§ YOUR TASKS
1. In the patent excerpt, what kind of unit does claim 4 say the propylene producing unit is?
2. Please repeat the stretch of the patent excerpt from "2. The process" through "catalytic cracking unit." word for word.

>> BEGIN EXCERPT PROVIDED

Process for heating the column for distillation of the C3 fraction from an FCC unit by means of a circuit of water heated by streams belonging to units placed upstream and/or downstream of the FCC unit

Abstract

The present invention describes a process for heating the reboiler of the propane/propylene separation column situated downstream of an FCC unit and fed with the C3 cut from said FCC unit, a process consisting of heating the water in a hot water circuit by means of one or more process fluids originating from units placed upstream and/or downstream of the FCC unit and called hot fluids, one of these fluids being constituted by the overhead vapours from the fractionation column connected to the mild hydrocracking unit.

Claims

1. A process for heating a reboiler of a propane/propylene separation column system which is fed with a C3 cut from a fluid catalytic cracking unit, said process comprising: heating water in a water circuit heat exchange with one or more process fluids originating from units positioned upstream and/or downstream of said fluid catalytic cracking, and then using the heated water in the water circuit to heat said reboiler of the propane/propylene separation column system, wherein said one or more process fluids are: an overhead vapor stream from a fractionation column of a mild hydrocracking unit positioned upstream of said fluid catalytic cracking, an overhead vapor stream from a stripper of a mild hydrocracking unit positioned upstream of said fluid catalytic cracking unit, and/or effluent from a hydrodesulphurization reactor of a fluid catalytic cracking gasoline hydrotreatment positioned downstream of said fluid catalytic cracking unit, after said effluent undergoes heat exchange with a feedstock of the hydrodesulphurization reactor and with a feedstock of a selective hydrogenation reactor.

2. The process according to claim 1, wherein the water is also heated in the water circuit by at least one fluid selected from the following fluids: an overhead vapor stream from a main fractionation column of said fluid catalytic cracking unit, a vapor stream originating from a stage of a cracked gas compressor, a gasoline stream originating from a debutanizer of said fluid catalytic cracking unit, an upper circulating reflux from a main fractionation column of said fluid catalytic cracking unit, an overhead vapor stream from a gasoline separation column of said fluid catalytic cracking unit, a light cycle oil originating from the main fractionation column of said fluid catalytic cracking unit.

3. The process according to claim 1, wherein said propane/propylene separation column system is also fed with a C3 cut originating from a propylene producing unit.

4. The process according to claim 3, wherein said propylene producing unit is a unit for conversion of olefins to propylene.

5. The process according to claim 1, wherein said propane/propylene separation column system comprises a first propane/propylene separation column having a top and a bottom, and a second propane/propylene separation column having a top and a bottom, wherein liquid from the bottom of the second propane/propylene separation column is pumped to the top of the first propane/propylene separation column, overhead vapor from the second propane/propylene separation column is condensed with cooling water and then sent to a reflux drum of the second propane/propylene separation column, propylene is recovered from the top of the second propane/propylene separation column, and propane is recovered from the bottom of the first propane/propylene separation column, wherein the water heated in the water circuit is heated by heat exchange with said one or more process fluids via heat exchangers which are arranged in parallel, wherein the reboiler of the propane/propylene separation column system that is heated by the water circuit is a reboiler at the bottom of the first propane/propylene separation column, and wherein said water circuit is also used to heat an intermediate reboiler of the first propane/propylene separation column.

>> END EXCERPT PROVIDED
>> BEGIN PROVIDED RECORDS

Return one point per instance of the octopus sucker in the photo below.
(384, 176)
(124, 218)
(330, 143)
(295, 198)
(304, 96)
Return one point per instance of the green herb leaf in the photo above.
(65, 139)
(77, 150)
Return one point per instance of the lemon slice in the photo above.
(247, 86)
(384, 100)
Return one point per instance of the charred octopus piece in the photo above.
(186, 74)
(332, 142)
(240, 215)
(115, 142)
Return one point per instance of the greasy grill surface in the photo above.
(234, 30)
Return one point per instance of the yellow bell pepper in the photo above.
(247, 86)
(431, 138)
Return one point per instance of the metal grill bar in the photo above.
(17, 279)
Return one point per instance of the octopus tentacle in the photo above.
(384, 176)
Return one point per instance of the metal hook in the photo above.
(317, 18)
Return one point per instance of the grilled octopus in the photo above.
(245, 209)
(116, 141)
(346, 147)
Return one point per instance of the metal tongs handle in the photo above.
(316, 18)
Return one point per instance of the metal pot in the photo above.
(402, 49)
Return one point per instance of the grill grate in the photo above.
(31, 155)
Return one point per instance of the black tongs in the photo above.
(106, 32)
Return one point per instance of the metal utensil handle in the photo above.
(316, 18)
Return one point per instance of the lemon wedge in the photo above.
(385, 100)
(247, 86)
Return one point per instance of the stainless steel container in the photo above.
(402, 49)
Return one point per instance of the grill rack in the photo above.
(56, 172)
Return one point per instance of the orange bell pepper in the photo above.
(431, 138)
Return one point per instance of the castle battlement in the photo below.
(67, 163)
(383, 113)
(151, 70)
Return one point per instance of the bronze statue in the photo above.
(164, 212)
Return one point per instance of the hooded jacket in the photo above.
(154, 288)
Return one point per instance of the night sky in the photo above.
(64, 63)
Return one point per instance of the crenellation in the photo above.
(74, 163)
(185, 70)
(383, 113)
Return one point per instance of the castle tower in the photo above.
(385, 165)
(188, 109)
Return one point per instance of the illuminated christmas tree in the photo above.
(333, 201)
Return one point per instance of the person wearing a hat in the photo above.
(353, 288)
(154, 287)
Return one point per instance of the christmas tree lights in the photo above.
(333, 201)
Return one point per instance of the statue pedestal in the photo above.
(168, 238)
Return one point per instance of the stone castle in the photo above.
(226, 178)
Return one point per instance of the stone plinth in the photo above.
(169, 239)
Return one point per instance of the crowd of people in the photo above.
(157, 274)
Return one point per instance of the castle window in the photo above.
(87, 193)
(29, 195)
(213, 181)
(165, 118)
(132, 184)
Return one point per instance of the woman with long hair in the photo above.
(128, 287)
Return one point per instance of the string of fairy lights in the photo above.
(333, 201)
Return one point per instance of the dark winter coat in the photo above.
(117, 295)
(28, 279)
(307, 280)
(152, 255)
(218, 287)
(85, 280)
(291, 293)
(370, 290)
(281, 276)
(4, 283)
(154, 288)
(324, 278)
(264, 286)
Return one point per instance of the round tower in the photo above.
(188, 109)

>> END PROVIDED RECORDS

§ THE RESULTS
1. A unit for conversion of olefins to propylene.

2.
2. The process according to claim 1, wherein the water is also heated in the water circuit by at least one fluid selected from the following fluids: an overhead vapor stream from a main fractionation column of said fluid catalytic cracking unit, a vapor stream originating from a stage of a cracked gas compressor, a gasoline stream originating from a debutanizer of said fluid catalytic cracking unit, an upper circulating reflux from a main fractionation column of said fluid catalytic cracking unit, an overhead vapor stream from a gasoline separation column of said fluid catalytic cracking unit, a light cycle oil originating from the main fractionation column of said fluid catalytic cracking unit.